-------- RECORDS --------

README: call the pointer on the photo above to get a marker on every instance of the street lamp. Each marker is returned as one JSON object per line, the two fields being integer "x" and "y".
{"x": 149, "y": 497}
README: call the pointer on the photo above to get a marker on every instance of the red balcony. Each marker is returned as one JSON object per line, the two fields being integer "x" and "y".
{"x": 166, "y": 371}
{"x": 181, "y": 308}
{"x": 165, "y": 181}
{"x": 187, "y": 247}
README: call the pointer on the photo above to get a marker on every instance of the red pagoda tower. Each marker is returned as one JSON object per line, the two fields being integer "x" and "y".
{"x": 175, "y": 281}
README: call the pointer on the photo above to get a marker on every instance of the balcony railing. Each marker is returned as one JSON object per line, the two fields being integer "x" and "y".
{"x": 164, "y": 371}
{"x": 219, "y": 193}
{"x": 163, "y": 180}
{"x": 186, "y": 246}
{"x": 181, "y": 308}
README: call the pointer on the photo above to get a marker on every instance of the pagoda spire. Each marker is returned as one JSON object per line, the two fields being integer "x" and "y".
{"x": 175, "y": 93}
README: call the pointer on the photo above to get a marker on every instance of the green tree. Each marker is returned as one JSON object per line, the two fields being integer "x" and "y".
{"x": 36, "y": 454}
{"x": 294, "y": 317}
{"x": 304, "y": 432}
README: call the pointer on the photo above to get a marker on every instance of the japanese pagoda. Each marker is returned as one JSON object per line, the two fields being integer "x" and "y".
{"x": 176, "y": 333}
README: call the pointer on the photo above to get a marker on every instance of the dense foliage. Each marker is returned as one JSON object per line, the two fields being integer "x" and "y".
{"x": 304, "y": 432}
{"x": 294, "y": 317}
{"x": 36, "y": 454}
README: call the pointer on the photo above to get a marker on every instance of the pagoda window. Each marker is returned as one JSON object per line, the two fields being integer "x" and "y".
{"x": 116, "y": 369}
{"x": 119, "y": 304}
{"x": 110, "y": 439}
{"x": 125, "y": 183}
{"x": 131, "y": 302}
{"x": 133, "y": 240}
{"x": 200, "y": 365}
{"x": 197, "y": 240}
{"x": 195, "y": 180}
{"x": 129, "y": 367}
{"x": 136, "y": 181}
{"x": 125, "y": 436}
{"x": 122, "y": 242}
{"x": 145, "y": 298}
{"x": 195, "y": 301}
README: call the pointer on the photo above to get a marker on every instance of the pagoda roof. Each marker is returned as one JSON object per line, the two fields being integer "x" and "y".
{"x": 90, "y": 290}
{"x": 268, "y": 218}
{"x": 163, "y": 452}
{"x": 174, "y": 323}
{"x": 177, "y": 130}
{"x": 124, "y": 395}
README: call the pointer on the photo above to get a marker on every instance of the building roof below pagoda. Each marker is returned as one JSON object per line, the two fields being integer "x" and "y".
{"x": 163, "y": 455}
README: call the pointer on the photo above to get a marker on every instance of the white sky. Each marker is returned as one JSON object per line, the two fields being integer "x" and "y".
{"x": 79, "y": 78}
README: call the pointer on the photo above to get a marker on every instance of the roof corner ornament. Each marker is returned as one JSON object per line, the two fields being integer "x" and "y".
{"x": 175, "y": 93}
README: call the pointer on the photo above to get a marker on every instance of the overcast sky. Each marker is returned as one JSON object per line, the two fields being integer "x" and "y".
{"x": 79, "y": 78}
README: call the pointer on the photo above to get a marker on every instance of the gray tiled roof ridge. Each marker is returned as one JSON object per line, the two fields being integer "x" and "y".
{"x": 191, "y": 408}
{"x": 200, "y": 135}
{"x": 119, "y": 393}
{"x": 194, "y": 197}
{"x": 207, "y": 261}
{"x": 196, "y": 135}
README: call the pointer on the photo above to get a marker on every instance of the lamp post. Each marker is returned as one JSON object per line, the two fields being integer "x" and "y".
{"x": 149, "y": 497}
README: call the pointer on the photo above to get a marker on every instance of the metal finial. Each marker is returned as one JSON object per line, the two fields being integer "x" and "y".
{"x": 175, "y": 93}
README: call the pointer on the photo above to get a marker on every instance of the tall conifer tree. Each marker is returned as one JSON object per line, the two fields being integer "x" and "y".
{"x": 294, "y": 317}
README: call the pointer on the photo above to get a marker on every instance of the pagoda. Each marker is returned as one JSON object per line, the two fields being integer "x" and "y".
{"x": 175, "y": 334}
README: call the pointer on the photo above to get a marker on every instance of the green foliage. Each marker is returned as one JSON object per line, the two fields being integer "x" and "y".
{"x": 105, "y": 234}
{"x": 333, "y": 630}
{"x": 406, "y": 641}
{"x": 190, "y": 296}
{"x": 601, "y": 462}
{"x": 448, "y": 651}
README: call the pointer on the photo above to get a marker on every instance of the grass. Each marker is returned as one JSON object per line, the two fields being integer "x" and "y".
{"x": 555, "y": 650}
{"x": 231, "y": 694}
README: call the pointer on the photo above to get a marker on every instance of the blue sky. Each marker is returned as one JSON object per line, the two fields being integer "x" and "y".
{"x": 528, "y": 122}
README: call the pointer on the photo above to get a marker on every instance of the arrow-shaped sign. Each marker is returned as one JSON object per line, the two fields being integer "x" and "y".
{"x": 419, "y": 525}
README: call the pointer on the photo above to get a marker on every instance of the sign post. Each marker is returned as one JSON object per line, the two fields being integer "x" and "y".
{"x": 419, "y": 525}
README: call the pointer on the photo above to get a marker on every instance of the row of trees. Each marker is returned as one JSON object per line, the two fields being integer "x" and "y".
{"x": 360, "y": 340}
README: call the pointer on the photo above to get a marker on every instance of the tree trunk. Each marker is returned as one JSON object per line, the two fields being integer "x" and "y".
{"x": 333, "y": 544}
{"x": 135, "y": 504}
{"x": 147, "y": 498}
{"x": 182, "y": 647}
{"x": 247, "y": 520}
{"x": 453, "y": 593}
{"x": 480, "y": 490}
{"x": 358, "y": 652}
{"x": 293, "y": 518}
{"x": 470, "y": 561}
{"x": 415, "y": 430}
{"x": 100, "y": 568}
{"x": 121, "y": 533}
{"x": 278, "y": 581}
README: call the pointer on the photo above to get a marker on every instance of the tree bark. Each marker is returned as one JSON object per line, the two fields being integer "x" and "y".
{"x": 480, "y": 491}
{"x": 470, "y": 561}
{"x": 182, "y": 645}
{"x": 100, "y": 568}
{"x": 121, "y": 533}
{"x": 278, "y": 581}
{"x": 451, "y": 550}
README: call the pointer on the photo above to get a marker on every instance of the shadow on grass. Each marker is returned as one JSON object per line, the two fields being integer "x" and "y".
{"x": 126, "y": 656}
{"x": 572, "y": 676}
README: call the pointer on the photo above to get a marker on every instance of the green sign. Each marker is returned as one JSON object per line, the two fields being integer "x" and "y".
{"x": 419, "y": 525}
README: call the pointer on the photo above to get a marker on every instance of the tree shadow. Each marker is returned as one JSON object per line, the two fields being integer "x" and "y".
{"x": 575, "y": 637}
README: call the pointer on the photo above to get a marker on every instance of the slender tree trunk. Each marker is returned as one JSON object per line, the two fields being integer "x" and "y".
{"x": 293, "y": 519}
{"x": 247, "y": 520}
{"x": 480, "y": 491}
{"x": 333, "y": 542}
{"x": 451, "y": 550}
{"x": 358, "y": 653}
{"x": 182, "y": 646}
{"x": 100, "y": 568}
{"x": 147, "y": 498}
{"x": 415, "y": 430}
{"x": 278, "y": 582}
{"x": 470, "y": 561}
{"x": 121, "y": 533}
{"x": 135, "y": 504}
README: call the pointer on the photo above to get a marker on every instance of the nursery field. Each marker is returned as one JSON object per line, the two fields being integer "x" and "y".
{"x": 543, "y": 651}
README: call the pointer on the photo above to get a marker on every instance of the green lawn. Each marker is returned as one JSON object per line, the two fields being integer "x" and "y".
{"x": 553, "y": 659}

--------

▶ [TASK DESCRIPTION] Reproduce word for word everything from the line containing "of the nursery" down to the end of the listing, that line included.

▶ [FINAL RESULT]
README: call the pointer on the photo above to get a marker on every instance of the nursery field. Each marker is returned as one JSON object per line, the two fields being integer "x" and "y".
{"x": 543, "y": 651}
README: call the pointer on the photo above to get a marker on every instance of the green lawn. Each marker is returned as one JSON object per line, the two fields being integer "x" and "y".
{"x": 553, "y": 659}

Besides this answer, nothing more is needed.